• Goal:
Reproduce the material from the line containing "Target: shrub" through the line containing "227], [350, 230]]", including both of those lines. Leave the pictures out of your answer.

• Stored data:
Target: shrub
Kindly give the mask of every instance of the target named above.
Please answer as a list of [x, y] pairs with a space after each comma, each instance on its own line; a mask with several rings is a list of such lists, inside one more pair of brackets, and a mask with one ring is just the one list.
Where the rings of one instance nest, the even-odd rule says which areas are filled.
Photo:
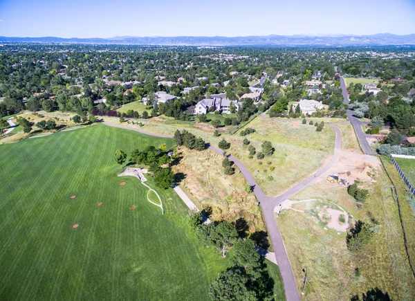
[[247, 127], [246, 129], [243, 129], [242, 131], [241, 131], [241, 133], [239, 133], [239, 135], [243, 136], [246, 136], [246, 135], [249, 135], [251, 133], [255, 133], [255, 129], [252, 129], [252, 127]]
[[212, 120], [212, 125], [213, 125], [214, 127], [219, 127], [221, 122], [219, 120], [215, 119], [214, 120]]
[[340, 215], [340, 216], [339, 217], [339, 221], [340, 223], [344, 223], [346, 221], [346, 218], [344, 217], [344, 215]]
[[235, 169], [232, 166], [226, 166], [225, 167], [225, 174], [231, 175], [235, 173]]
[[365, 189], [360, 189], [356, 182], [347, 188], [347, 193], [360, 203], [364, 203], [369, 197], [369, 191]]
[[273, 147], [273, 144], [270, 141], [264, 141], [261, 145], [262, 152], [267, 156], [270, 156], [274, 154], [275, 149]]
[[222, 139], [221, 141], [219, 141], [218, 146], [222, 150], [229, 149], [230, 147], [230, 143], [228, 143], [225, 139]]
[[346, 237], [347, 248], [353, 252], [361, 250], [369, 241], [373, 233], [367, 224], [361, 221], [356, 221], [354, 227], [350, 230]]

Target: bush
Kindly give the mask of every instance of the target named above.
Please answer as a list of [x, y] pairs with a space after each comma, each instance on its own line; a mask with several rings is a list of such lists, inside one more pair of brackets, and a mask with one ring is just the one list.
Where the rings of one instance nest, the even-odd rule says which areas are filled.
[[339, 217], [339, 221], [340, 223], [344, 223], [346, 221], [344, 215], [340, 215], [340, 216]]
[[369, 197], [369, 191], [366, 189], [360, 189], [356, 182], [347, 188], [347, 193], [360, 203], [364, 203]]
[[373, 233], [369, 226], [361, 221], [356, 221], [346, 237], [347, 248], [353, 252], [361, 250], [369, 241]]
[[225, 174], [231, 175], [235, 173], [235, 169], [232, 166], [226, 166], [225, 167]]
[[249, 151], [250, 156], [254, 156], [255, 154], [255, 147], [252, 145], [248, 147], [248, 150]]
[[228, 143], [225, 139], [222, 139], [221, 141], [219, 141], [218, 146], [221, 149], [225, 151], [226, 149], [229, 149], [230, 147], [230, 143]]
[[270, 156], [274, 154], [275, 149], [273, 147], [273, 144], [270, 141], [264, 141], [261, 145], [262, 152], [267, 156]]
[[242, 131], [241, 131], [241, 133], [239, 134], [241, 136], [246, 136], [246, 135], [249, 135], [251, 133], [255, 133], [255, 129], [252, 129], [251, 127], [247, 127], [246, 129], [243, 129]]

...

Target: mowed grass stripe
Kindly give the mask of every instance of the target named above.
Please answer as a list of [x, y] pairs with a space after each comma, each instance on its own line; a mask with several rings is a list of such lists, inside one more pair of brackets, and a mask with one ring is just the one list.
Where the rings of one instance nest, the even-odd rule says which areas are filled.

• Exercise output:
Target: shrub
Kindly give the mask of every instance of the target named above.
Please answer as a list of [x, y] pairs with a space after each comma, each instance on its own line; a mask with several rings is a list of such lists, inside one more pair of brackets, and a mask with one ring is just the one list.
Where the rings of one instance nest, the even-odd rule says which areas are filled.
Photo:
[[247, 127], [246, 129], [243, 129], [242, 131], [241, 131], [241, 133], [239, 133], [239, 135], [243, 136], [246, 136], [246, 135], [249, 135], [251, 133], [255, 133], [255, 129], [252, 129], [252, 127]]
[[212, 120], [212, 125], [213, 125], [214, 127], [219, 127], [221, 122], [219, 120], [215, 119], [214, 120]]
[[340, 215], [340, 216], [339, 217], [339, 221], [340, 223], [344, 223], [346, 221], [346, 218], [344, 217], [344, 215]]
[[235, 169], [232, 166], [226, 166], [225, 167], [225, 174], [231, 175], [235, 173]]
[[365, 189], [360, 189], [356, 182], [347, 188], [347, 193], [360, 203], [364, 203], [369, 197], [369, 191]]
[[273, 147], [273, 144], [270, 141], [264, 141], [261, 145], [262, 152], [267, 156], [270, 156], [274, 154], [275, 149]]
[[222, 139], [221, 141], [219, 141], [218, 146], [222, 150], [229, 149], [230, 147], [230, 143], [228, 143], [225, 139]]
[[346, 237], [347, 248], [353, 252], [361, 250], [369, 241], [373, 233], [367, 224], [361, 221], [356, 221], [354, 227], [350, 230]]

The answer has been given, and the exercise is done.